● WORK ORDER
The response should be an exact transcription of the data below, free of images.

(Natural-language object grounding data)

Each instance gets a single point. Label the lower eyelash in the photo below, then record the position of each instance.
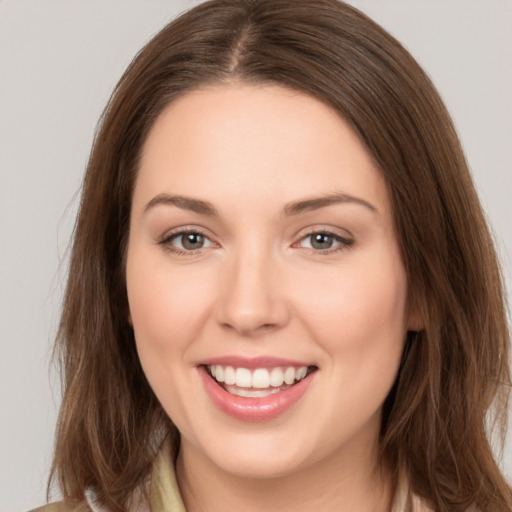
(345, 242)
(165, 242)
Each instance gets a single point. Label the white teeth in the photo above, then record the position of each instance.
(276, 377)
(289, 375)
(260, 378)
(229, 375)
(243, 378)
(301, 373)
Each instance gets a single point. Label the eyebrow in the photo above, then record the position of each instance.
(315, 203)
(183, 202)
(294, 208)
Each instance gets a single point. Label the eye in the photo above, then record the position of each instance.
(186, 241)
(325, 242)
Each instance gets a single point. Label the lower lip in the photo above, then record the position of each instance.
(253, 409)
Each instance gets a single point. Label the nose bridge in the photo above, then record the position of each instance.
(252, 300)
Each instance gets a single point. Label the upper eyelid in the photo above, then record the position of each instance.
(169, 235)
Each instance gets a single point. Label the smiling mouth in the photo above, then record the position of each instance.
(257, 383)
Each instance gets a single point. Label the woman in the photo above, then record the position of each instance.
(282, 290)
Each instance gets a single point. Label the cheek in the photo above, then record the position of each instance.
(357, 313)
(166, 306)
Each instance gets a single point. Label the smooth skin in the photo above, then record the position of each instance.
(251, 277)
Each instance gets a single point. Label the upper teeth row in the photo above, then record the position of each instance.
(259, 378)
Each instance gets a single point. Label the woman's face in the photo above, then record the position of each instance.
(262, 250)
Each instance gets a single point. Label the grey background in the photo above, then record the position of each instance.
(59, 60)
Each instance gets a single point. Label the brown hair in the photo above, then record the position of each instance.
(455, 371)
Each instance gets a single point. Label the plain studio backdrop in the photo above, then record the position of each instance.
(59, 61)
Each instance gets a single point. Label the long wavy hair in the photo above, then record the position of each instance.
(454, 380)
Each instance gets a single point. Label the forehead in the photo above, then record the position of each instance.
(262, 143)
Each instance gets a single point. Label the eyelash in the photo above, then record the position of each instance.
(166, 241)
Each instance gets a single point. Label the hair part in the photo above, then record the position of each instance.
(455, 371)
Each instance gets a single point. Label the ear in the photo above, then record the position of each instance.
(415, 316)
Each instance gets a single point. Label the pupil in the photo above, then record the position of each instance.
(321, 241)
(193, 241)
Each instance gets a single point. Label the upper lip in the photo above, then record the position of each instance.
(253, 362)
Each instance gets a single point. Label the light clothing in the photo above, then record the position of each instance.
(165, 494)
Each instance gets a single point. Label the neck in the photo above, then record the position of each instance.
(340, 484)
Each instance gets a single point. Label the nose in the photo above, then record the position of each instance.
(252, 300)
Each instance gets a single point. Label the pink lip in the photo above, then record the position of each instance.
(254, 409)
(252, 362)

● FINISHED TASK
Each instance gets a single point. Label the lower eyelash in the photo below, then record the position of each instance.
(345, 242)
(165, 242)
Each instance gets a single point. Label the white teeth in the photo above, then record the position of each instance.
(276, 377)
(289, 375)
(260, 378)
(229, 375)
(243, 378)
(301, 373)
Each instance gets a single point. Label the eyebrow in the photo above, then record the position of each instance.
(315, 203)
(183, 202)
(294, 208)
Each instance gets a single point. Label the eye in the photo above, then record the position of each instance.
(186, 241)
(325, 242)
Each instance gets a single point. Label the lower lip in the photo above, then record the position of each instance.
(253, 409)
Each instance gets a single point. Label the nose bridge in the photo above, then record the position of each instance.
(252, 300)
Each instance gets a single point. Label the upper eyelid in the photo above, then record the position of each instance.
(169, 235)
Each instance gets a single point. Label the smiling mouth in the photo above, then record the position of each instance.
(257, 383)
Each instance gets a single point. Label the woman in the photo above, then record the position of each instance.
(282, 290)
Each instance gets a single point. Label the cheek in the photo above, then record the position of each instance.
(357, 313)
(166, 306)
Each instance gets a single point. Label the smooth skin in the photo above, then record the position of each instance.
(251, 277)
Each instance gets a single point. Label the upper teeth row in the photo above, then record the position of each instance.
(259, 378)
Each instance gets a single point. Label the woman's face in the photo above, then record the position of each instance.
(262, 250)
Each instance gets a single point. Label the grey background in the photo above, then record the position of each instance.
(59, 60)
Each instance gets a single point. Label the brown hair in the photo above, then record the position of each instance.
(455, 371)
Each instance gets a single point. Label the plain studio backdrop in the photo above, then record the position of each instance.
(59, 61)
Each instance gets a single point. Label the long wavy hair in the photo above, then record the position of each instance.
(454, 380)
Each instance gets a single point. Label the forehead in the photo above, then record the position of each instance.
(262, 143)
Each instance gets a single point. Label the eyelash in the photo above, then record the position of each instance.
(166, 241)
Each instance gets a single point. Label the hair part in the photo above, then record the position of each instance.
(455, 371)
Each instance gets a single point. Label the ear in the photo above, then record the position of each instance.
(415, 316)
Each instance gets a single point. Label the pupil in the photo above, then record the position of each instance.
(321, 241)
(193, 241)
Each instance gets a single point. Label the upper lip in the photo above, then record the position of each instance.
(253, 362)
Each instance gets a single point. Label the light clothing in the photo above, then record the position of each instance.
(165, 494)
Each instance gets a single point. Label the neck in the photo above, then record the position of each instance.
(340, 484)
Each instance gets a single point. Label the nose in the photo above, then record the position of each instance.
(252, 300)
Each instance gets a single point. Label the pink lip in the photo above, then record the position of each instance.
(254, 409)
(252, 362)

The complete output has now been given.